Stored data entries
● ● ● ● ● ● ●
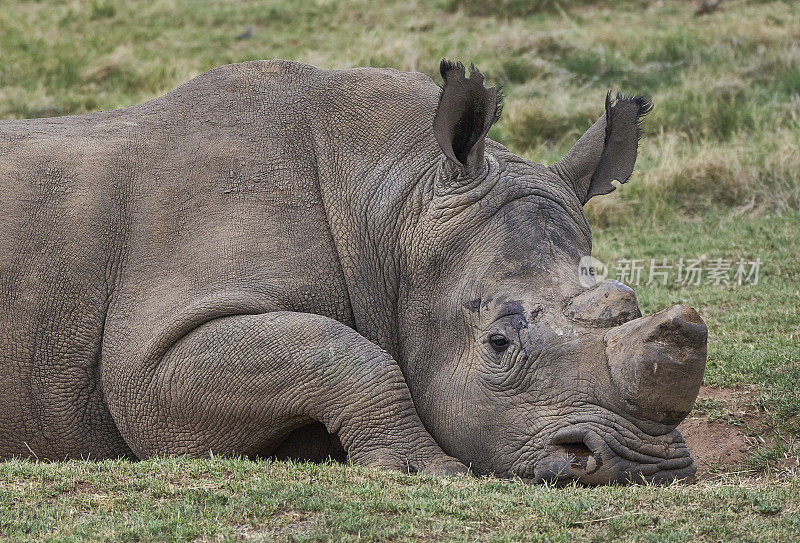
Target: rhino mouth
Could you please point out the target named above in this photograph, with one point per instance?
(594, 456)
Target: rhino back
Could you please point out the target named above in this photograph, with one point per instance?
(59, 225)
(254, 187)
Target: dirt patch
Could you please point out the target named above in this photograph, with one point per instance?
(719, 432)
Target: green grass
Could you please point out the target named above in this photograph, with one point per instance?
(717, 177)
(227, 499)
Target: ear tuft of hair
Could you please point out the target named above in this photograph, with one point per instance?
(642, 103)
(447, 66)
(465, 113)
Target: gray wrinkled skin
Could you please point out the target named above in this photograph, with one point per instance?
(274, 260)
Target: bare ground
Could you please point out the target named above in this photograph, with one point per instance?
(723, 429)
● ● ● ● ● ● ●
Activity:
Please take the lines from the beginning of the data above through the line holding "Target: dirt patch" and transcribe them exactly, without any pictures.

Task answer:
Target: rhino mouth
Could you please point out the target named above in this photograph, with one point per instance?
(594, 456)
Target: rhino back
Could you please point out the target named above in this photograph, with one point per instance?
(59, 225)
(254, 187)
Target: dirt patch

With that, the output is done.